* **TASK OBJECTIVE**
Exact reproduction required: the lines below from the line with "Query: brown vinyl seat" to the line with "Query: front wheel", both ends included, and no others.

TASK INPUTS START

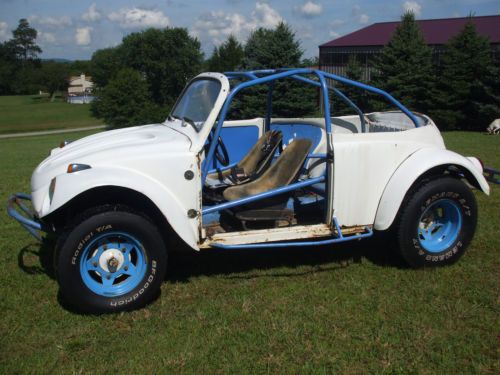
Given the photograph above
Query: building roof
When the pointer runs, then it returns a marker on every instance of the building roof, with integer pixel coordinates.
(437, 31)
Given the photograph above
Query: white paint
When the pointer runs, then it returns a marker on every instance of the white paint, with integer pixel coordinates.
(412, 168)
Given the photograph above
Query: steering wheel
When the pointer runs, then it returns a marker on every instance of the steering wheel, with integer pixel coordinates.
(220, 153)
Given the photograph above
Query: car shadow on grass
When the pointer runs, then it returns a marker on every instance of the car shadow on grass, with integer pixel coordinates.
(44, 251)
(183, 265)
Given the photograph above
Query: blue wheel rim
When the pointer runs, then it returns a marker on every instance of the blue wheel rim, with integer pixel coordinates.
(440, 225)
(113, 264)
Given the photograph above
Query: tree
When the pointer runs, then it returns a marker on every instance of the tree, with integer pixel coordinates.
(53, 77)
(354, 71)
(23, 42)
(104, 64)
(7, 68)
(275, 48)
(405, 67)
(272, 48)
(468, 88)
(163, 59)
(227, 57)
(168, 58)
(126, 101)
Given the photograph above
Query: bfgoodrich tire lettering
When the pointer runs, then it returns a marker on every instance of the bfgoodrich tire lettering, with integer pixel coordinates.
(111, 261)
(437, 223)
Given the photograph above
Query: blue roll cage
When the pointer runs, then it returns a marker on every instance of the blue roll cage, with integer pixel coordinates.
(258, 77)
(32, 224)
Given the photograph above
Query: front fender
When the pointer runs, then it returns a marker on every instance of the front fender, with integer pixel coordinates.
(173, 205)
(411, 169)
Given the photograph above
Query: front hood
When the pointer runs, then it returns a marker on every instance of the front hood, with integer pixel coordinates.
(114, 147)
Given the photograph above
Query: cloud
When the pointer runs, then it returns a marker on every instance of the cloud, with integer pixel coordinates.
(4, 31)
(92, 14)
(412, 6)
(310, 9)
(138, 17)
(46, 37)
(219, 25)
(216, 26)
(363, 18)
(51, 22)
(83, 36)
(265, 16)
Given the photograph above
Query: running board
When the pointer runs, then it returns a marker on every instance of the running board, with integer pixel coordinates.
(278, 234)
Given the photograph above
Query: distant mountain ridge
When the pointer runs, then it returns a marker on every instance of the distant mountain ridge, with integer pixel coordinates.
(58, 60)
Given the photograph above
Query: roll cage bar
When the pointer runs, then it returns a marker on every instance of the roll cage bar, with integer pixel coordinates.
(268, 76)
(257, 77)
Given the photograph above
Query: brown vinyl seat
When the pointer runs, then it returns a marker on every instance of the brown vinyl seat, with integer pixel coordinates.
(255, 162)
(283, 172)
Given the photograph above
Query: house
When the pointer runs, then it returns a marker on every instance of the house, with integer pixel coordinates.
(368, 42)
(80, 89)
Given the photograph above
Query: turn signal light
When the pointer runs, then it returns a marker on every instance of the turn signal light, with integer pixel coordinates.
(64, 143)
(74, 167)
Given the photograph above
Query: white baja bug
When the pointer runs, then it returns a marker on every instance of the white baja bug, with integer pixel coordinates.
(115, 199)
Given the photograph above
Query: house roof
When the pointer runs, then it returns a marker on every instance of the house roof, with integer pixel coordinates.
(437, 31)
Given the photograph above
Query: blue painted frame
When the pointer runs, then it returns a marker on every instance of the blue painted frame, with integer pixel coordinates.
(29, 221)
(258, 77)
(340, 238)
(268, 76)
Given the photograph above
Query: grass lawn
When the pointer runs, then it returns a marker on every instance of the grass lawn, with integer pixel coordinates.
(32, 113)
(284, 311)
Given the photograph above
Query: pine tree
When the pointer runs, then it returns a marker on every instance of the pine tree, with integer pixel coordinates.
(405, 67)
(268, 49)
(468, 88)
(354, 71)
(227, 57)
(24, 41)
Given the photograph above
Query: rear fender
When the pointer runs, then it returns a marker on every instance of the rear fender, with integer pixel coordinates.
(415, 166)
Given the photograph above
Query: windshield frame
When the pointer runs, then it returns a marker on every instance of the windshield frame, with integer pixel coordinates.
(188, 120)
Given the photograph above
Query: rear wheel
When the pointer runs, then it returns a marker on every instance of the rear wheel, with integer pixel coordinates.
(437, 223)
(111, 261)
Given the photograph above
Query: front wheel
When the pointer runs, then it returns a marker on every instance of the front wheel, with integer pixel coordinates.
(111, 261)
(437, 223)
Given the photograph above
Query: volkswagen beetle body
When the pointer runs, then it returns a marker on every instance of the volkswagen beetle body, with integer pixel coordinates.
(362, 173)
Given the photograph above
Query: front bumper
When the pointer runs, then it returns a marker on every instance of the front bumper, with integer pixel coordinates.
(24, 215)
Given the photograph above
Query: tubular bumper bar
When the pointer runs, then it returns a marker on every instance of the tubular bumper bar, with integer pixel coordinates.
(24, 215)
(492, 175)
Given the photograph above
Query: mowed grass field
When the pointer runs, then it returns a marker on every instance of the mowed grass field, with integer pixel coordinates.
(31, 113)
(344, 309)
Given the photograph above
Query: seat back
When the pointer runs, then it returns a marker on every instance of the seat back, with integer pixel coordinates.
(261, 154)
(255, 162)
(283, 172)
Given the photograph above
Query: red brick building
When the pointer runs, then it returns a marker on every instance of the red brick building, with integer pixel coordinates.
(366, 43)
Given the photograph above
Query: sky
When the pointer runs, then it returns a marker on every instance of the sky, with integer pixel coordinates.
(73, 29)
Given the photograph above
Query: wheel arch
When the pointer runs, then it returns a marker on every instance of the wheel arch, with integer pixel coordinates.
(424, 164)
(117, 197)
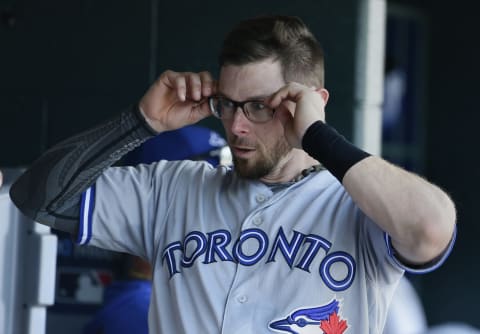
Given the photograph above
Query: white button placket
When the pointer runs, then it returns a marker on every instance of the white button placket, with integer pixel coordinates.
(239, 299)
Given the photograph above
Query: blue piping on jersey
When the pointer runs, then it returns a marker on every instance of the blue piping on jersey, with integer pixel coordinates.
(420, 270)
(86, 212)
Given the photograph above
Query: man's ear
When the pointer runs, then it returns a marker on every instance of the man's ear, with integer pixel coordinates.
(324, 93)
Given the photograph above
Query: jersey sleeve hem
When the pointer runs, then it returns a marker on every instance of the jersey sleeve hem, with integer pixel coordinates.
(421, 269)
(87, 204)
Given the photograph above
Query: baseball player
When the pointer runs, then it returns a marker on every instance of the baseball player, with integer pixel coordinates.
(305, 234)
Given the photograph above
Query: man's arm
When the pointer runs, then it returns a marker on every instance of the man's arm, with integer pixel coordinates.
(418, 216)
(49, 191)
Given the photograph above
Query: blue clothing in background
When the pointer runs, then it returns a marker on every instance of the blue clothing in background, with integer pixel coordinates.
(125, 309)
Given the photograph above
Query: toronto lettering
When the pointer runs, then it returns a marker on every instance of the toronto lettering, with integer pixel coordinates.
(254, 246)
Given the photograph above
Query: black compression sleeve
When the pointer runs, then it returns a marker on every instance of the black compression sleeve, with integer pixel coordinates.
(331, 149)
(49, 191)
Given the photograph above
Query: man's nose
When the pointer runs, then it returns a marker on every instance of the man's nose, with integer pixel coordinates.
(240, 122)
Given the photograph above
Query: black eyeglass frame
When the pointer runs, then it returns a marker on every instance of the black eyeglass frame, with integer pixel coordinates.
(237, 104)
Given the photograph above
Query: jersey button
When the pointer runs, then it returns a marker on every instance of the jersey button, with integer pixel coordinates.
(242, 299)
(261, 198)
(257, 221)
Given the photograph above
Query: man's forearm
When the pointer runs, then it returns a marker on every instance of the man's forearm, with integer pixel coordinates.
(418, 216)
(49, 191)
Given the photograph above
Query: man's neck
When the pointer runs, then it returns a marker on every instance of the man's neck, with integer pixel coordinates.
(290, 167)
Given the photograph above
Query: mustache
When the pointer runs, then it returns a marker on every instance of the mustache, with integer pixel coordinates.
(237, 141)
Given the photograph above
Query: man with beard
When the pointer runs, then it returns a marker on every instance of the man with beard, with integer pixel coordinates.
(307, 233)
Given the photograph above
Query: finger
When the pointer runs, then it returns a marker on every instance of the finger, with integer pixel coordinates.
(291, 92)
(207, 83)
(194, 86)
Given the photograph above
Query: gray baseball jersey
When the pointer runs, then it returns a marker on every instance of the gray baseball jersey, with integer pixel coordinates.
(237, 256)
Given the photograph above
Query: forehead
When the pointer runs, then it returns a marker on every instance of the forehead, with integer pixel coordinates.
(242, 82)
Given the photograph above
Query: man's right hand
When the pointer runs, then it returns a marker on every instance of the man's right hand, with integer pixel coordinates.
(177, 99)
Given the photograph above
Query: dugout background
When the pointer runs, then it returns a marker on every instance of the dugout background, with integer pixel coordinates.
(66, 65)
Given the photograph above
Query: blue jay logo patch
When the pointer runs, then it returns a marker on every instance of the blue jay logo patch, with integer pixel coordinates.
(321, 320)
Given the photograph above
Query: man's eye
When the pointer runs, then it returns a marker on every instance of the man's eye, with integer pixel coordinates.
(258, 106)
(226, 104)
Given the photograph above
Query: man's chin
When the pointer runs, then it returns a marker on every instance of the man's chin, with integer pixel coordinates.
(249, 170)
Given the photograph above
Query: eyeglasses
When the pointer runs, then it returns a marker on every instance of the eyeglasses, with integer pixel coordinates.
(255, 110)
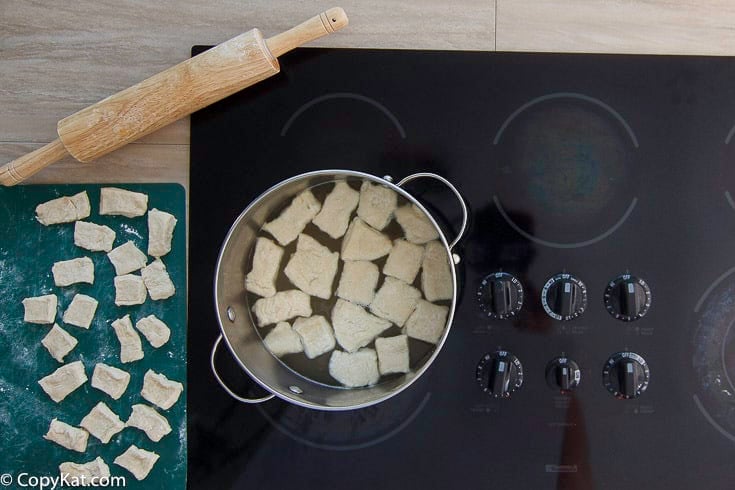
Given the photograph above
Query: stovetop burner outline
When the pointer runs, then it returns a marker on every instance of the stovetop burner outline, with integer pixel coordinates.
(619, 118)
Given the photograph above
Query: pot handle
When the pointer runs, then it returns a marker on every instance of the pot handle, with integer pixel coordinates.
(224, 386)
(465, 213)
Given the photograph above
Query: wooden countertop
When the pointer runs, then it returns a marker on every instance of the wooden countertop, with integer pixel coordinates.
(56, 58)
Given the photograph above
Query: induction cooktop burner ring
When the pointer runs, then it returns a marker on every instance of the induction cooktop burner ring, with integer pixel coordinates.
(618, 118)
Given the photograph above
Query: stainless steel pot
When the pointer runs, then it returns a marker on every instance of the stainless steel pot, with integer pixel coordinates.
(239, 331)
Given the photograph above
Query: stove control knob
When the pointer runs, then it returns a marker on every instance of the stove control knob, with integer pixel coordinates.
(627, 297)
(564, 297)
(626, 375)
(500, 295)
(563, 374)
(499, 374)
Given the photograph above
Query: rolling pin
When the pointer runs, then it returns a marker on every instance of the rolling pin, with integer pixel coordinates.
(170, 95)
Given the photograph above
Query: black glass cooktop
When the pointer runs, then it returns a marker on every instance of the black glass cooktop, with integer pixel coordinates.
(617, 171)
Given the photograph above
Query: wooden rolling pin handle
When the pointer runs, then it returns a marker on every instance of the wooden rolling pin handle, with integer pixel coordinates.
(23, 167)
(320, 25)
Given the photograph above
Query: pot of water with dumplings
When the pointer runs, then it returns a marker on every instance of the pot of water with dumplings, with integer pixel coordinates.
(306, 380)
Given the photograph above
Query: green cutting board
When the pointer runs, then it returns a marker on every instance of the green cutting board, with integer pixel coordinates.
(27, 253)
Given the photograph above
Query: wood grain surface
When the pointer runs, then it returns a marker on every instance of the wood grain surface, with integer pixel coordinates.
(59, 57)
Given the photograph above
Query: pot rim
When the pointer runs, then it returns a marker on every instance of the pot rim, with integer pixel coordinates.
(450, 316)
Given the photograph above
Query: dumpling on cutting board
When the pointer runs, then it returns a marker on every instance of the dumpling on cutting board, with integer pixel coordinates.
(395, 301)
(64, 209)
(377, 204)
(292, 220)
(160, 232)
(416, 225)
(58, 342)
(316, 335)
(81, 310)
(121, 202)
(102, 423)
(68, 272)
(130, 290)
(357, 281)
(137, 461)
(364, 243)
(312, 267)
(93, 237)
(354, 370)
(149, 421)
(110, 380)
(261, 279)
(354, 327)
(40, 309)
(97, 468)
(67, 436)
(131, 348)
(337, 209)
(282, 306)
(59, 384)
(283, 340)
(127, 258)
(159, 390)
(436, 275)
(155, 331)
(157, 281)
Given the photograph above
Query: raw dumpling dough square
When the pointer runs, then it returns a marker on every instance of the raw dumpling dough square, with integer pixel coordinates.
(427, 322)
(155, 331)
(157, 281)
(59, 384)
(436, 275)
(64, 209)
(127, 258)
(110, 380)
(316, 335)
(81, 310)
(292, 220)
(337, 209)
(357, 282)
(283, 340)
(160, 232)
(404, 261)
(377, 204)
(131, 348)
(261, 279)
(281, 307)
(149, 421)
(93, 237)
(364, 243)
(68, 272)
(395, 301)
(40, 309)
(130, 290)
(159, 390)
(354, 327)
(120, 202)
(82, 474)
(312, 268)
(58, 342)
(102, 423)
(137, 461)
(416, 225)
(392, 354)
(354, 370)
(67, 436)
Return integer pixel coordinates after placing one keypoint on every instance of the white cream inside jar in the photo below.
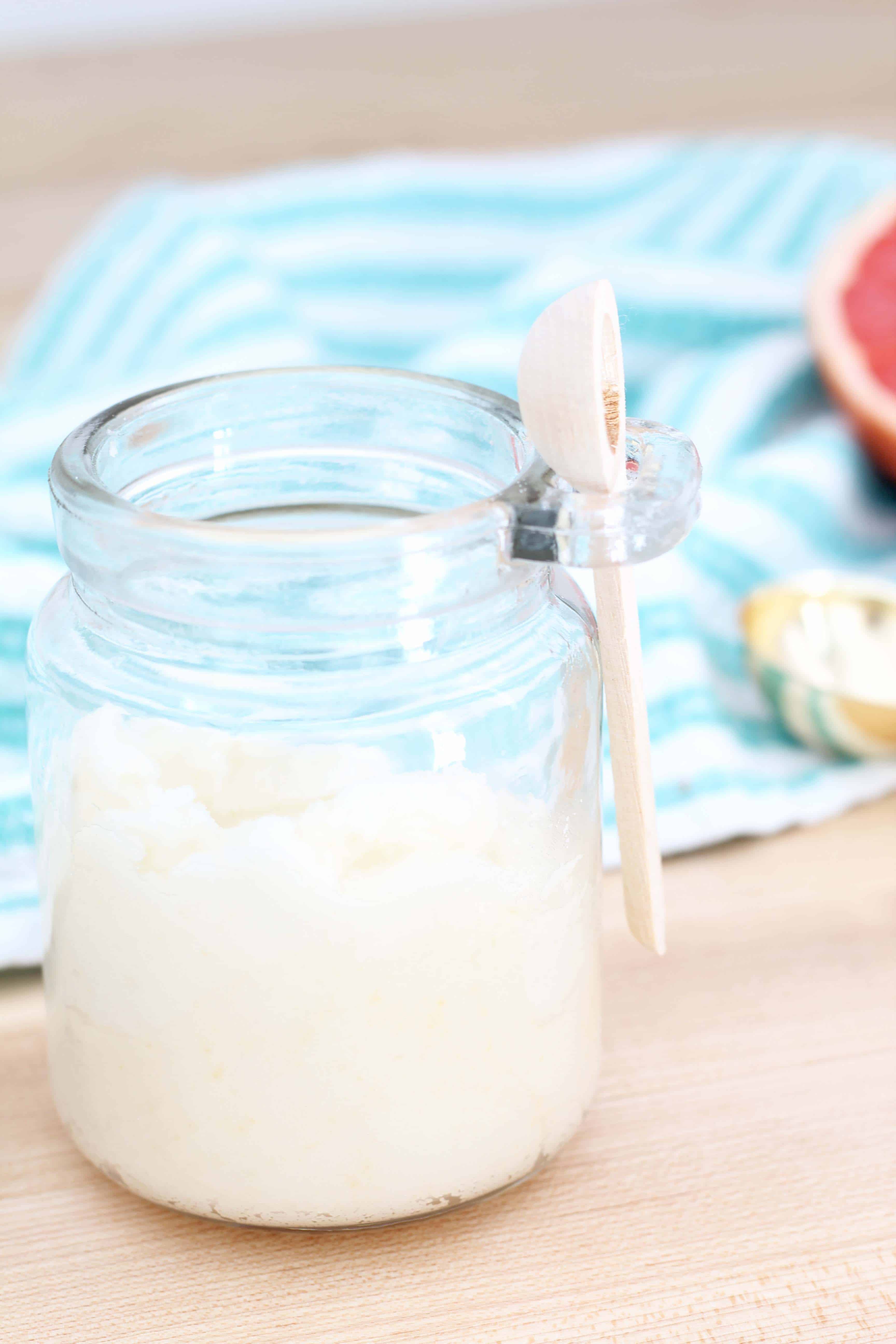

TASK INPUTS END

* **RESPONSE AREA**
Query: brown vinyl seat
When the pointer runs, then it returns a marker on every instance of the brown vinyl seat, with integer pixel coordinates.
(255, 162)
(283, 172)
Given the photograph above
Query: house
When the pointer runs, then it returns a marker on every instance of the house, with integer pixel coordinates.
(368, 42)
(80, 89)
Given the photograph above
Query: turn signal light
When the pointer runs, then it returns a marker on every instance of the turn signal light, with integer pixel coordinates.
(64, 143)
(74, 167)
Given the photograph above
Query: white baja bug
When the pointer runs, then it returns a marker on every instance of the white baja bug, with integer pixel coordinates.
(115, 199)
Given the photograph above
Query: house roof
When the pointer runs, then it returns a marker on every instance of the house roof, with integer pixel coordinates.
(437, 31)
Given the photograph above
Query: blue painted frame
When the pointer runs, then it returns a marker on every instance of the blue painted frame, with integer pixel coordinates.
(29, 221)
(258, 77)
(340, 238)
(268, 76)
Given the photograph above
Query: grass lawn
When the pointer runs, then it returns a marker on every instance of the grass lawn, with integer pixel coordinates.
(32, 113)
(284, 311)
Given the photograph above
Query: pine tree
When the pointer runs, then it returns a marker on every instance of the pine tree, with integer pixel coordinates.
(405, 67)
(268, 49)
(468, 88)
(354, 71)
(227, 57)
(24, 41)
Given the photograph above
Query: rear fender
When the pointer runs, then it returns a marker on every instance of the rear fender, with integer pixel coordinates.
(415, 166)
Given the photograph above
Query: windshield frame
When the pointer runs, then it returns a marker on every instance of the windshield frame, with integer pixel coordinates.
(188, 120)
Given the photograph above
Query: rear wheel
When the pointer runs, then it returns a marker on every instance of the rear wheel, with integer pixel coordinates.
(437, 223)
(111, 261)
Given the photograph above
Query: front wheel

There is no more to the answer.